Too many infertile women are being pressurised to have the "blunderbuss" treatment of in vitro fertilisation (IVF) rather than simpler and cheaper surgery which could allow them to conceive naturally, the fertility pioneer, Lord Winston, said yesterday.

Women were having IVF because it was the only treatment on offer from fertility clinics which lacked the skills to carry out the surgery they needed, said the Labour peer, who is professor of fertility studies at Hammersmith hospital.

Lord Winston, who wasspeaking at the Millennium Festival of Medicine in London, called for a more "holistic" approach to the treatment of infertility. "We have to look very carefully at the overall picture. We should try to restore fertility first instead of immediately using the blunderbuss which IVF still sadly is," he said.

Over the past six years, he said he had operated on 76 women who had previously had IVF treatments, using surgery to unblock Fallopian tubes and restore fertility, 42 of whom had gone on to conceive naturally. Some of the women had had five or six attempts at IVF.

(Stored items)
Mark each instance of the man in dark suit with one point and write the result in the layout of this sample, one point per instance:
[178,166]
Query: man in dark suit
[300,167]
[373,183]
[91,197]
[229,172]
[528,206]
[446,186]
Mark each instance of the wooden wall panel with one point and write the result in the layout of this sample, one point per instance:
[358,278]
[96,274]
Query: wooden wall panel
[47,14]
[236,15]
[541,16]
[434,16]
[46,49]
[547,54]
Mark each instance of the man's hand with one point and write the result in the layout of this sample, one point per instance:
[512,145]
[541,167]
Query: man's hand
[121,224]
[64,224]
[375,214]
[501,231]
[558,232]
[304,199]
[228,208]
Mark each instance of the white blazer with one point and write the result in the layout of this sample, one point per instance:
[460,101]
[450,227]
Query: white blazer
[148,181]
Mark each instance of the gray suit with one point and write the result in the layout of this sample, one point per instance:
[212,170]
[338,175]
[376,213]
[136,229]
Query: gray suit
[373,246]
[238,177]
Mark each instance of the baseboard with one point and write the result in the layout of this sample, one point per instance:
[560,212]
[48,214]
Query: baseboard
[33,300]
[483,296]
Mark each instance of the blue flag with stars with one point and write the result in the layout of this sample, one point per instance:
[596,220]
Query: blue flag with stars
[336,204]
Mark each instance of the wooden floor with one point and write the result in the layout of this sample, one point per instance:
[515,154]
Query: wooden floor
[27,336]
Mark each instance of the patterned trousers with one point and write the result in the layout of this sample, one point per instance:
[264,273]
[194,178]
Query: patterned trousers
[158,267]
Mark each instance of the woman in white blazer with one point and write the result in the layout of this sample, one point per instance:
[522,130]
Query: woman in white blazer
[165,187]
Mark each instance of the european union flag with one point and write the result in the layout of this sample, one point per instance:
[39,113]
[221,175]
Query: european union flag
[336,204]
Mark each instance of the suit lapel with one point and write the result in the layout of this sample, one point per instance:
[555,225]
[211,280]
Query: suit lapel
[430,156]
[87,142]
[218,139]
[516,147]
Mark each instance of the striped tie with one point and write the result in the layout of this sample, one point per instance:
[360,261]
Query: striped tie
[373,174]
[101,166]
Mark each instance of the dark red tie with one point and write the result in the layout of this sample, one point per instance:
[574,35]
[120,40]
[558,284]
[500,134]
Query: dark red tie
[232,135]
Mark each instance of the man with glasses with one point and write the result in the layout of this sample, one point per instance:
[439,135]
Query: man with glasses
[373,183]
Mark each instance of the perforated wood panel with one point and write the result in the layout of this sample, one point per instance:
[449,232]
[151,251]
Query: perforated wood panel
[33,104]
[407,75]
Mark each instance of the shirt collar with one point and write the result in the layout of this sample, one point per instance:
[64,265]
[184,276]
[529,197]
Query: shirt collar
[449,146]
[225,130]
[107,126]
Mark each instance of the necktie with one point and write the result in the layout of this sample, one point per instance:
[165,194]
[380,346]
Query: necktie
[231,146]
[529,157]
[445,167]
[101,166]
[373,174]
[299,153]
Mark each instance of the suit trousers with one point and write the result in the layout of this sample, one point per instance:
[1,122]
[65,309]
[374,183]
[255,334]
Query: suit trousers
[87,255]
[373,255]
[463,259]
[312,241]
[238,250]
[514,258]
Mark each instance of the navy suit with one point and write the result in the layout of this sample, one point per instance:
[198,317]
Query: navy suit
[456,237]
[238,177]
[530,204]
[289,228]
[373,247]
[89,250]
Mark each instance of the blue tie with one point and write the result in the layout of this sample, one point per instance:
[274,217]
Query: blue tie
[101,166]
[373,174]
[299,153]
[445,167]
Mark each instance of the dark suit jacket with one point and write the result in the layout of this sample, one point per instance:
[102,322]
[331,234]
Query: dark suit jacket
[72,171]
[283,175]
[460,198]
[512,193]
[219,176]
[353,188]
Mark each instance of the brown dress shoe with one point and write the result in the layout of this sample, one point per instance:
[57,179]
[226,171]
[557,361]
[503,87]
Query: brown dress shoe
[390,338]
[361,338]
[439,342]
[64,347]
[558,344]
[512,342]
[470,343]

PROMPT: Extend the news article about Lord Winston's remarks on IVF and fertility surgery, picking up after its final sentence.

RESPONSE BELOW:
"These women were pressurised into IVF when a natural conception in the bed would have been possible," he said.

Lord Winston said: "IVF is being offered because it is the simplest treatment for clinics to offer, because they don't have expertise in tubal surgery. Yet surgery is cheaper than IVF, offers restoration of fertility and does not carry the risk of a multiple birth."

He said surgery was not suitable for all women with blocked tubes but there were a large number for whom it was "a much better option" than IVF.

Lord Winston also attacked the fertility clinic league tables giving success rates for IVF clinics as "fundamentally flawed and useless". Clinics were "doctoring" the figures,turning away older women because of fears that they would depress the success rates.